## Source data
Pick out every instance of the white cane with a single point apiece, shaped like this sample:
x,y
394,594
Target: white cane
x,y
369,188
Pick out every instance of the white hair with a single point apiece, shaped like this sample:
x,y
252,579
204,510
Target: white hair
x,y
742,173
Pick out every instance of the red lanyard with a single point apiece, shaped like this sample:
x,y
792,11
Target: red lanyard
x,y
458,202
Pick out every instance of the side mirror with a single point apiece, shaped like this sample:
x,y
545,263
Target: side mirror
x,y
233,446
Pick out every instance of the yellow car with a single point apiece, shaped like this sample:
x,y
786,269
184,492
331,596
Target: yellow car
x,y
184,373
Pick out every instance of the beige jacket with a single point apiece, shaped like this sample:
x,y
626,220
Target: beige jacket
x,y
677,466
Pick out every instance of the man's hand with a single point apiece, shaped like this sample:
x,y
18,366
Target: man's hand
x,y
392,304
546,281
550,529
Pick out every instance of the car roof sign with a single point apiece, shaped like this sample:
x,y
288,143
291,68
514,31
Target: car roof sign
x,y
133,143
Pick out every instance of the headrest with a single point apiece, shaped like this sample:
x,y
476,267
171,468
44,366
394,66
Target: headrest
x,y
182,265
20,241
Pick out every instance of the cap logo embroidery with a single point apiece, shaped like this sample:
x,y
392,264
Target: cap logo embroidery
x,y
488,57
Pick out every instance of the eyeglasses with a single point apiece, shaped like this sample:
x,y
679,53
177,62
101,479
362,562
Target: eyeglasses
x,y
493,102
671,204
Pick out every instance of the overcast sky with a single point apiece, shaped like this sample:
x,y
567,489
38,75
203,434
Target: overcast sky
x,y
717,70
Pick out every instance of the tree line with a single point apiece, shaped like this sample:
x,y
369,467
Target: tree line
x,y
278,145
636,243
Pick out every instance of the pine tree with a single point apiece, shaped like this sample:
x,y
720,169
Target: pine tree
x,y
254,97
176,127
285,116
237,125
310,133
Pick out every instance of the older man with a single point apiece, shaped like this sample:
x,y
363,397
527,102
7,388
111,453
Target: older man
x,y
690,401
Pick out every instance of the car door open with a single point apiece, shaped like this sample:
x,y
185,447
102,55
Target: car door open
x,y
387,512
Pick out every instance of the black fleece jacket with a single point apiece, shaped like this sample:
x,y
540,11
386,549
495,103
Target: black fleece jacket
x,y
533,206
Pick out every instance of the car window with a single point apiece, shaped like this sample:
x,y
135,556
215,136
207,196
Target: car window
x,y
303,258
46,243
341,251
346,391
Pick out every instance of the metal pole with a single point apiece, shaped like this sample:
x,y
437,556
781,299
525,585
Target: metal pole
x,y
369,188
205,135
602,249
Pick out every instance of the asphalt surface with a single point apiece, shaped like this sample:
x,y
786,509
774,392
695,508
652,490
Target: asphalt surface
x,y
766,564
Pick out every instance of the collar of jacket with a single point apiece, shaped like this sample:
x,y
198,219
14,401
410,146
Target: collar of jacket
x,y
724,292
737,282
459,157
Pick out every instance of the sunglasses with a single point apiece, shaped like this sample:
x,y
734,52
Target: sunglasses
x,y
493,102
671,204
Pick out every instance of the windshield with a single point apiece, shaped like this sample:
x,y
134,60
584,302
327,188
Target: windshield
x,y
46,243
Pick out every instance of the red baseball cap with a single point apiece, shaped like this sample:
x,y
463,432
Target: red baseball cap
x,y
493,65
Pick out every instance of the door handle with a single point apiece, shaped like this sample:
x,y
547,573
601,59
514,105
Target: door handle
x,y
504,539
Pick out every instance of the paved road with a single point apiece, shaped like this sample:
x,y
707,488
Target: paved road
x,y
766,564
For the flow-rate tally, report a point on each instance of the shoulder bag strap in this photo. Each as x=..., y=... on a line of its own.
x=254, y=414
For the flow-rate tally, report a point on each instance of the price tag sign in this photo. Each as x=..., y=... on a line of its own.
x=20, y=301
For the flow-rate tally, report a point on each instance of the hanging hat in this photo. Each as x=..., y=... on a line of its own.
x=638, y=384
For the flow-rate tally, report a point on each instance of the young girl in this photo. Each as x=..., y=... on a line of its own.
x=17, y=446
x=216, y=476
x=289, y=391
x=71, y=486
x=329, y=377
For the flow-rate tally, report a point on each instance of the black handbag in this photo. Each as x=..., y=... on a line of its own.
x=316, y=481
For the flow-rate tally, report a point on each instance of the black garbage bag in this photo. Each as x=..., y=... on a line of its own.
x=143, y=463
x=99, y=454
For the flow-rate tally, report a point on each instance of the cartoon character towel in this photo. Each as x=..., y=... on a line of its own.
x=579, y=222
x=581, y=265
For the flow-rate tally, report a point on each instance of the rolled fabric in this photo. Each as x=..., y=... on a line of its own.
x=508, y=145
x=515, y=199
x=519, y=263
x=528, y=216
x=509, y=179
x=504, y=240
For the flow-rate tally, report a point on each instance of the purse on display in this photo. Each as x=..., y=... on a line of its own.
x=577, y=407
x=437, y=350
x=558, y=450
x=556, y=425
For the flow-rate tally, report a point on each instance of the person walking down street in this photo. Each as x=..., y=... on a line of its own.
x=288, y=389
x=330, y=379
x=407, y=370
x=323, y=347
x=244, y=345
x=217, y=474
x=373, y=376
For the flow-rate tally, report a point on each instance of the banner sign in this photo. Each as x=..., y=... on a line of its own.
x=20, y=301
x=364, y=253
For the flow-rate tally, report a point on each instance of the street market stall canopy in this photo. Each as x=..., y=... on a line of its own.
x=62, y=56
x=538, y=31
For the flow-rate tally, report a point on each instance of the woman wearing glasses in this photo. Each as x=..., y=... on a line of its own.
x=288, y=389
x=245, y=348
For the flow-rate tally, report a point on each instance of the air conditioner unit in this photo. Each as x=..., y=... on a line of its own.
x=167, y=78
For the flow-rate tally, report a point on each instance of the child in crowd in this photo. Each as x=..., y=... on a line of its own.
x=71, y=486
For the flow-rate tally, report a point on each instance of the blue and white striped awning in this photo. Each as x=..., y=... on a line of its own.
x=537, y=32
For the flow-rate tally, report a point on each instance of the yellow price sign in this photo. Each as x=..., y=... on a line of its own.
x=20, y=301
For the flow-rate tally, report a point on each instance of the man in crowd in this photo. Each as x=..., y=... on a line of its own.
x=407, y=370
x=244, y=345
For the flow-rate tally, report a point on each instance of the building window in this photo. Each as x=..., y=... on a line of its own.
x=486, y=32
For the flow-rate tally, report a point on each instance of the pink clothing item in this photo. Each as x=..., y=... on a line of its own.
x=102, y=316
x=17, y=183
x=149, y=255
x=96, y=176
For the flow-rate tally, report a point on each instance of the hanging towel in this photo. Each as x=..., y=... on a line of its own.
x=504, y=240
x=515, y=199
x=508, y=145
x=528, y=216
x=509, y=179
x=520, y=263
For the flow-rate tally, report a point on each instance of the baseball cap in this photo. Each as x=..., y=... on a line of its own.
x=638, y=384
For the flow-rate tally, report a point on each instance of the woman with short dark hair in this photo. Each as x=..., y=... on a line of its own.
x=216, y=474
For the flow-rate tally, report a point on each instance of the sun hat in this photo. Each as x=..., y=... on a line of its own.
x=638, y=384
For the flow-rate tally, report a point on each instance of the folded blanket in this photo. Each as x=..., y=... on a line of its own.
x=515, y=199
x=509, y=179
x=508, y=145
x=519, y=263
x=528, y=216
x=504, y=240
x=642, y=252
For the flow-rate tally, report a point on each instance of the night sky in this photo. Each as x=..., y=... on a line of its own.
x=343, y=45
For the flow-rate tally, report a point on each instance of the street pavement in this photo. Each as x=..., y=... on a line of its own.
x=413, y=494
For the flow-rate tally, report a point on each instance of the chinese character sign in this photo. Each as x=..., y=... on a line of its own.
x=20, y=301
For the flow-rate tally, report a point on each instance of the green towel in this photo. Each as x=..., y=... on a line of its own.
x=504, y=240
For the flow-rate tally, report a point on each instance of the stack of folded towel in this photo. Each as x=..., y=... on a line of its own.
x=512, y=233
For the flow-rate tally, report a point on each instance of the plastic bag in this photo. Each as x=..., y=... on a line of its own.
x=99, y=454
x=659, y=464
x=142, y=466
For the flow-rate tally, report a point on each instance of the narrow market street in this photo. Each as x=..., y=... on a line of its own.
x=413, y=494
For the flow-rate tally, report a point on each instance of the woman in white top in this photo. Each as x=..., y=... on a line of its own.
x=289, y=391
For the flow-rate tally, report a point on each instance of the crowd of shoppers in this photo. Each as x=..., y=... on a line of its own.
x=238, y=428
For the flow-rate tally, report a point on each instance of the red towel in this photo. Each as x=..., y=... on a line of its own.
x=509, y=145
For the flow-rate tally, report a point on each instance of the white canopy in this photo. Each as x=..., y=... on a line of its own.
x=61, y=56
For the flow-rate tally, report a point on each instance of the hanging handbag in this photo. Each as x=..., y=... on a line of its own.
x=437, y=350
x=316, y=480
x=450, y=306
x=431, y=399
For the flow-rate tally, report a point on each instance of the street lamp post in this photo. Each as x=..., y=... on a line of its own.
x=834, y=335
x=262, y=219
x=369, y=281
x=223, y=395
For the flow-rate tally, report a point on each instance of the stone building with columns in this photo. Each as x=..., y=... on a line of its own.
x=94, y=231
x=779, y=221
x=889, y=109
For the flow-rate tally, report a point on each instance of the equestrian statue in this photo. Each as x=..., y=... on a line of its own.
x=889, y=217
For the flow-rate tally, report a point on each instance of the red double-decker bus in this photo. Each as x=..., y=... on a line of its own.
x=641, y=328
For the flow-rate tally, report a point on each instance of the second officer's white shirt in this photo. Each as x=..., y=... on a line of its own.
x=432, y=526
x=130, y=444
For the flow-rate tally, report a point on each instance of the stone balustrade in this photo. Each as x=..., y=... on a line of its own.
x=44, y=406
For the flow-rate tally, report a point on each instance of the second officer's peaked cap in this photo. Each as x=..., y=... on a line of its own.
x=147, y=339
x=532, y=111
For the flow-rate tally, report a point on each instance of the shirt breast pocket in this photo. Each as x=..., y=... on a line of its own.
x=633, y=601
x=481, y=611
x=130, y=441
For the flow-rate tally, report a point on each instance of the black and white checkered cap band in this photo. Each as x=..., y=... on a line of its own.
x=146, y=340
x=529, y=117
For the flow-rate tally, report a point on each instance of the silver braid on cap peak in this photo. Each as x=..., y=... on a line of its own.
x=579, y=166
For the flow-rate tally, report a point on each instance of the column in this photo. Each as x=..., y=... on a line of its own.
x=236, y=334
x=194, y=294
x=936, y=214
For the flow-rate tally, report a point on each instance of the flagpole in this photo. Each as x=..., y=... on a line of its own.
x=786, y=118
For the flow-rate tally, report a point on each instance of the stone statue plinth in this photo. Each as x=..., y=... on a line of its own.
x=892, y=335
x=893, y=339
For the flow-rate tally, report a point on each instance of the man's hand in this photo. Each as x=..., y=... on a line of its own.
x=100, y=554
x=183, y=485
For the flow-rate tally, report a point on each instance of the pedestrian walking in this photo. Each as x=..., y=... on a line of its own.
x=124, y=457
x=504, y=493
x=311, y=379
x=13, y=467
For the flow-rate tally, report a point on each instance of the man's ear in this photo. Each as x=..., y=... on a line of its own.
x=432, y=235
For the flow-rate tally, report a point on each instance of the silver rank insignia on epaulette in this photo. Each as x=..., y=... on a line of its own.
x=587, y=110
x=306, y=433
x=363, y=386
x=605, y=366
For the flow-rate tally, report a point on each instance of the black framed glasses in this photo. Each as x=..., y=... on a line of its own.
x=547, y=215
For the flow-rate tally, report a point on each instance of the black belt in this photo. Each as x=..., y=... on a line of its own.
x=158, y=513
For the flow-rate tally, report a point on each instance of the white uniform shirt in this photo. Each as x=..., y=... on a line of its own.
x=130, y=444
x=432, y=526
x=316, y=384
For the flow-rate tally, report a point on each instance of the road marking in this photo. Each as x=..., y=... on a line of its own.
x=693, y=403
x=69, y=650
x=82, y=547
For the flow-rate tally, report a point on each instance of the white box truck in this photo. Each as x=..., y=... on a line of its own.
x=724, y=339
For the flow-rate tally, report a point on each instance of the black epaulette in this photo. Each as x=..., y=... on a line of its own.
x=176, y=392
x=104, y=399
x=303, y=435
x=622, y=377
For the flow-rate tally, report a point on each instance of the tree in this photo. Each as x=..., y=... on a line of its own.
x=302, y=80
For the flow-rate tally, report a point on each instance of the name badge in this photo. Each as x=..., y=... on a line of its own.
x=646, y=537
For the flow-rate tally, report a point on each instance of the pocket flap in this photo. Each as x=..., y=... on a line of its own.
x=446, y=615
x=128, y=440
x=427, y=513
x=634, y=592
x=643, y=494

## Assigned task
Retype the lines above without alteration. The first is the one containing "of the pocket", and the last is the final line of the data.

## Solution to the exercise
For the flow-rate tally, report a point on each instance of the pocket flap in this photo. Each as x=..., y=... on a line of its own.
x=446, y=615
x=128, y=440
x=427, y=513
x=634, y=592
x=643, y=494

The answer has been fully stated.